### What the task asks
Convert everything from the line containing "[locate] the blurred" down to the line containing "(1208, 109)", both included, into a JSON list of strings with one string per line and no blank lines. Leave the pictures out.

### Material shown
[start]

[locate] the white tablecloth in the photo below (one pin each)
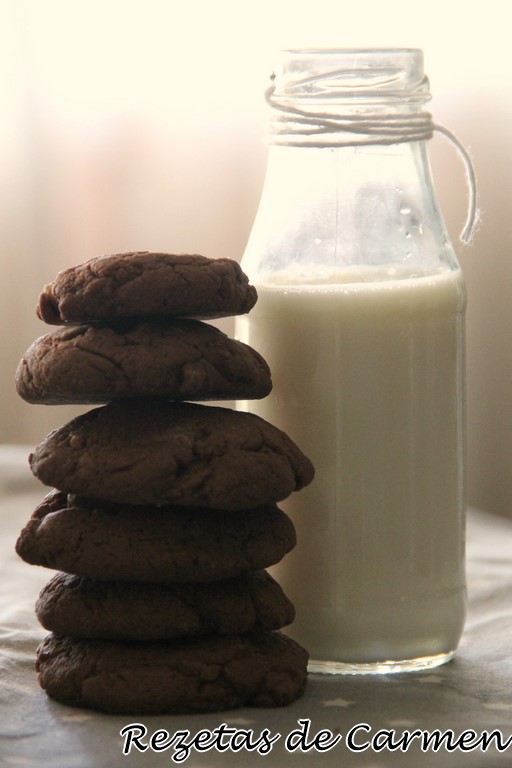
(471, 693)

[end]
[start]

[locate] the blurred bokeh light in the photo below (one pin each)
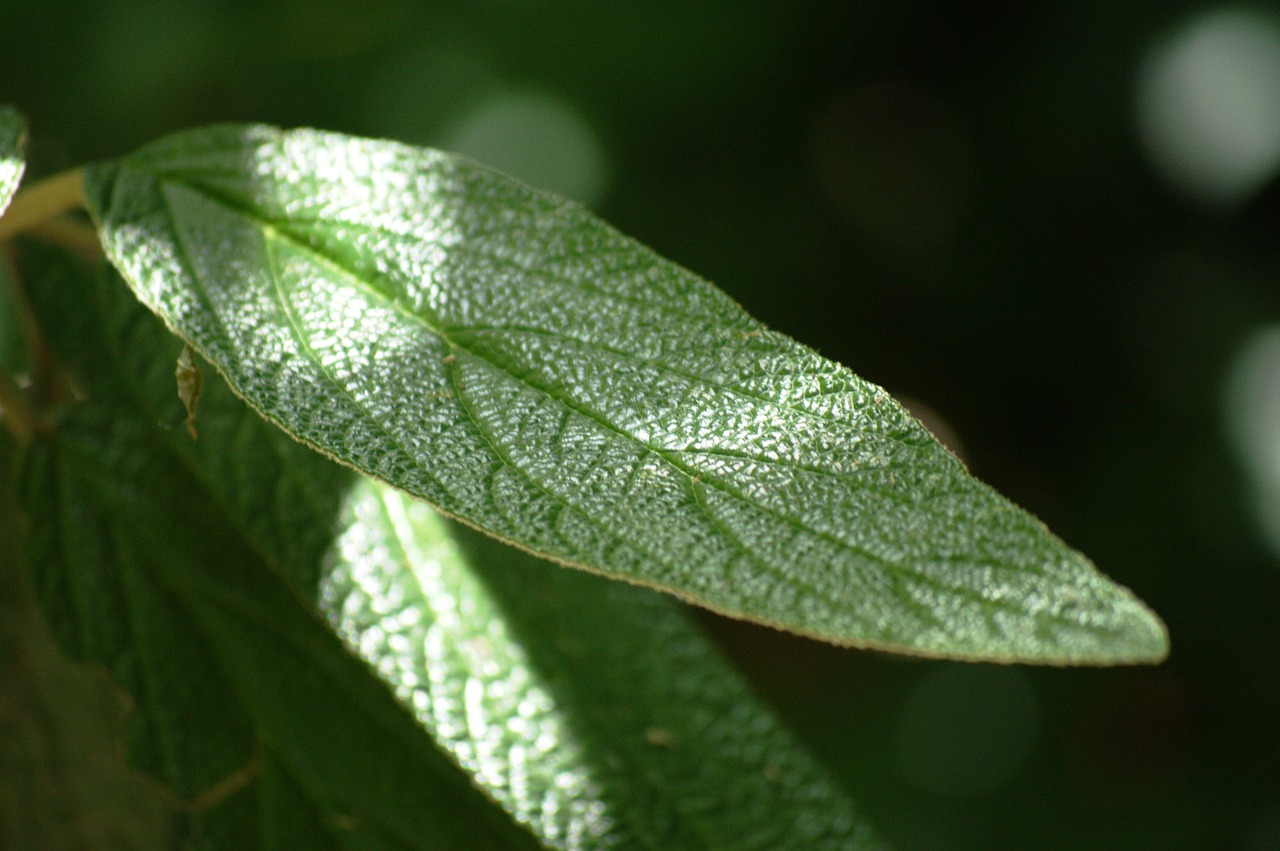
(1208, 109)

[end]
[start]

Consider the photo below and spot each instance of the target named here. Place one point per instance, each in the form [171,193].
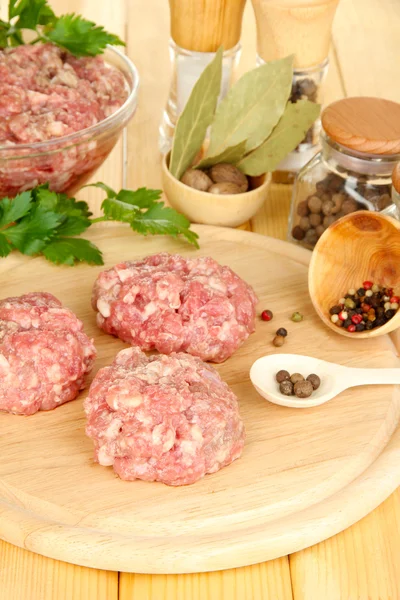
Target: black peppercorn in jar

[end]

### Response
[
  "[locate] the blurred bokeh light in the photo below (one pin each)",
  "(1208, 109)"
]